**Work to complete:**
Continue the biography of baseball player Domingo Martínez, picking up right after its last sentence about the Lions' 1999 season.

**Document passage:**
· · · · ·
Dominican baseball player (born 1965)

Domingo Emilio Martínez Lafontaine (born August 4, 1965) is a Dominican former professional baseball player who played for the Toronto Blue Jays in the major leagues, and the Seibu Lions and Yomiuri Giants in Nippon Professional Baseball. He currently works as a scout for the Chunichi Dragons.

==Career==
Martínez was signed by the Toronto Blue Jays in 1984, and spent several years in the minors before making his major league debut in 1992. He played in seven games that year, and eight games in 1993, before being traded to the Chicago White Sox. However, he did not play in the major leagues again, and was eventually signed by the Seibu Lions in 1997.

He was expected to become the team's cleanup batter, replacing Kazuhiro Kiyohara, who had signed with the Yomiuri Giants. He went on to play the entire season as the team's designated hitter, batting .305 with 31 home runs and 108 RBIs. He was recognized for his standout hitting with a Best Nine award in 1997, and his round appearance made him a popular figure among fans, who gave him the nickname Maruchan. He continued his success the following year, hitting 30 homers and driving in 95 runs, but was not re-signed following the 1998 season. The Lions would miss Martínez's presence in the lineup in 1999, as the poor performances of his foreign replacements in Greg Blosser and Alan Zinter, and the team's overall lack of power, were significant factors in the Lions not winning their third straight Pacific League title.
· · · · ·
**Extracted entries:**
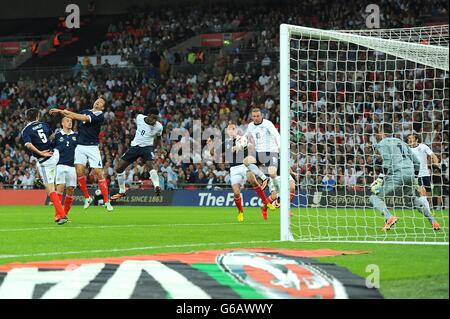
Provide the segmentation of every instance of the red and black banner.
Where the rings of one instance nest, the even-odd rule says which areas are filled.
[[[382,298],[334,250],[226,249],[0,266],[0,299]]]

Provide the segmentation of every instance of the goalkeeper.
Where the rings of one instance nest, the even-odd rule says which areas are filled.
[[[381,128],[381,141],[375,150],[382,159],[382,173],[372,183],[370,202],[385,218],[383,231],[391,229],[397,222],[397,217],[391,215],[383,198],[393,195],[396,190],[402,191],[403,196],[413,195],[414,205],[429,220],[434,230],[439,230],[439,224],[434,220],[428,200],[424,196],[415,196],[418,188],[417,173],[420,162],[412,153],[408,145],[402,140],[391,137],[392,124],[385,123]]]

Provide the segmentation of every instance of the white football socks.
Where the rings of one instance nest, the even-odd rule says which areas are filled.
[[[124,194],[125,189],[125,171],[122,173],[117,173],[117,183],[119,184],[119,193]]]
[[[159,176],[155,169],[150,171],[150,179],[152,180],[154,187],[159,187]]]

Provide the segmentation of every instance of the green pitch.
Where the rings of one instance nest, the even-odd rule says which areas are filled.
[[[310,209],[306,215],[313,216],[313,211],[317,212]],[[448,234],[448,212],[437,217],[445,220]],[[101,207],[73,207],[70,218],[71,223],[57,226],[52,207],[0,206],[0,264],[235,247],[369,250],[370,254],[321,260],[362,277],[367,276],[367,265],[377,264],[386,298],[449,297],[448,246],[279,242],[278,211],[269,211],[264,221],[258,209],[249,208],[244,223],[236,221],[234,208],[117,206],[107,213]],[[351,226],[345,218],[335,220],[342,229]],[[368,223],[380,220],[382,226],[379,217]],[[401,227],[396,227],[400,233]]]

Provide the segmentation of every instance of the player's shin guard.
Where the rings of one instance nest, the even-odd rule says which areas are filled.
[[[159,176],[158,172],[155,169],[150,171],[150,179],[152,180],[154,187],[159,187]]]
[[[78,177],[77,180],[78,180],[78,185],[80,186],[80,189],[83,192],[84,198],[89,198],[89,193],[87,191],[86,176]]]
[[[242,207],[242,197],[239,195],[238,197],[234,196],[234,203],[236,204],[236,207],[239,211],[239,213],[244,212],[244,208]]]
[[[66,216],[66,214],[64,213],[64,209],[62,208],[61,201],[59,200],[58,194],[56,192],[51,192],[49,197],[53,203],[53,207],[55,207],[55,220],[61,219]]]
[[[122,173],[117,173],[117,183],[119,184],[119,193],[125,194],[125,171]]]
[[[414,205],[417,206],[419,211],[428,219],[430,224],[433,224],[434,217],[431,214],[430,203],[425,196],[414,197]]]
[[[100,187],[100,191],[103,195],[103,202],[106,203],[109,201],[108,198],[108,184],[106,183],[106,179],[99,179],[98,180],[98,186]]]
[[[258,197],[261,198],[261,200],[263,201],[264,205],[267,205],[267,203],[269,203],[269,200],[267,199],[266,194],[264,193],[264,191],[263,191],[263,189],[261,188],[260,185],[257,185],[255,187],[253,187],[253,190],[256,192]]]
[[[275,191],[276,191],[277,193],[280,193],[280,187],[279,187],[279,185],[278,185],[278,180],[277,180],[277,178],[276,178],[276,177],[271,177],[271,178],[270,178],[270,181],[272,182],[272,185],[273,185],[273,188],[275,189]]]
[[[247,167],[257,177],[261,178],[262,180],[267,179],[267,176],[255,164],[249,164]]]
[[[66,194],[64,198],[64,213],[67,215],[72,207],[73,197]]]
[[[379,198],[376,195],[372,195],[370,196],[370,202],[372,203],[375,209],[383,213],[385,219],[389,219],[391,217],[391,214],[389,213],[385,202],[383,202],[381,198]]]

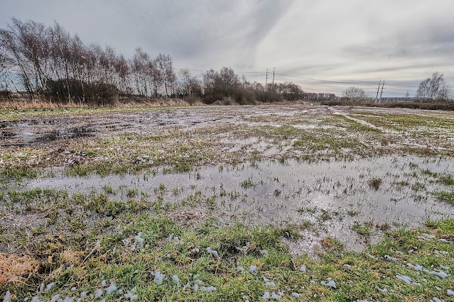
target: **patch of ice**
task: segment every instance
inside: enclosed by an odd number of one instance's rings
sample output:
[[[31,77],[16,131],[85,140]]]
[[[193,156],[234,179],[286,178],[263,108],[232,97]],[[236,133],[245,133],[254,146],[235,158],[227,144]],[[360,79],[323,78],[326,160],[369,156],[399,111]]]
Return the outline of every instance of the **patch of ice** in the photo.
[[[217,289],[215,286],[200,286],[201,291],[215,291]]]
[[[333,289],[336,288],[336,283],[333,281],[333,280],[328,280],[328,283],[325,282],[324,281],[322,281],[320,282],[320,284],[324,285],[325,286],[331,287]]]

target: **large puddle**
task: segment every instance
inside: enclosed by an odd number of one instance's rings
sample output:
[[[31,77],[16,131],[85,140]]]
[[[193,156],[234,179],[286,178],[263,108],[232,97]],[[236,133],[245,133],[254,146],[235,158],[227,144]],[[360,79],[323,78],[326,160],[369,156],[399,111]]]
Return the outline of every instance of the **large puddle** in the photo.
[[[318,163],[262,161],[185,174],[44,178],[8,190],[39,187],[100,193],[112,187],[114,193],[109,196],[116,200],[134,198],[131,192],[136,198],[169,203],[196,198],[204,206],[215,204],[212,216],[222,225],[239,221],[248,225],[311,225],[304,239],[293,244],[298,253],[316,247],[325,236],[360,250],[364,237],[354,225],[367,225],[372,232],[367,237],[373,240],[387,228],[453,217],[454,207],[434,196],[434,191],[448,187],[437,182],[433,173],[453,174],[454,163],[416,157]]]
[[[324,112],[326,107],[311,109]],[[217,125],[250,123],[244,119],[266,116],[290,116],[301,113],[294,106],[207,107],[148,111],[76,113],[28,120],[0,121],[0,144],[26,146],[51,140],[121,133],[153,134],[166,126],[183,129]],[[307,112],[307,111],[306,111]]]

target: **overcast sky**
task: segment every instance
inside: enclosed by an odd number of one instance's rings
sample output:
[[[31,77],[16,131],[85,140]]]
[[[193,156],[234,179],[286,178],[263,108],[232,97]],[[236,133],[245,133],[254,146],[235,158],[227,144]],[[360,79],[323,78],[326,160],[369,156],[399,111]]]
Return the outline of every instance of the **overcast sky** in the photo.
[[[232,67],[264,83],[341,94],[360,86],[371,95],[414,95],[438,71],[454,86],[453,0],[2,0],[0,26],[14,16],[54,21],[87,43],[126,57],[141,47],[169,54],[177,68]],[[256,73],[263,72],[263,73]],[[272,75],[271,75],[272,77]],[[397,86],[399,85],[399,86]]]

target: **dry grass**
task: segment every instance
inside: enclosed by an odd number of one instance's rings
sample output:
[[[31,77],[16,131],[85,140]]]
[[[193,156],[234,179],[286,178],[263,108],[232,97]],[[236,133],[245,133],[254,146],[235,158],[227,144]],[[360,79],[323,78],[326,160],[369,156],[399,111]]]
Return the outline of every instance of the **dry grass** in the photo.
[[[202,106],[203,103],[200,99],[185,100],[181,99],[123,99],[107,104],[106,106],[83,104],[82,102],[63,103],[50,101],[46,99],[0,99],[0,109],[55,109],[58,108],[89,108],[89,107],[158,107],[158,106]]]
[[[0,285],[25,282],[35,274],[39,264],[32,258],[0,253]]]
· · · · ·
**The answer:**
Martínez spent the beginning of 1999 playing in the Mexican League, but was called back to Japan by the Yomiuri Giants, who signed him in June. Martínez was ineffective as a pinch-hitter, but contributed greatly after becoming the regular left fielder. He continued his hitting prowess by batting .324 with 16 homers and 56 RBIs, but his poor fielding often required a defensive substitution late in games. He also filled in at first base, his natural position, over the course of his three seasons with the Giants when Kazuhiro Kiyohara was injured.

He hit well again for the Giants in 2000, putting together a .288 average with 17 home runs and 64 RBIs. Injuries and weight problems relegated Martinez to a bench role in 2001, and he batted just .237 with 10 homers and 27 RBIs. Martinez retired after his contract expired at the end of 2001, and he later joined the Central League's Chunichi Dragons as a scout in 2006.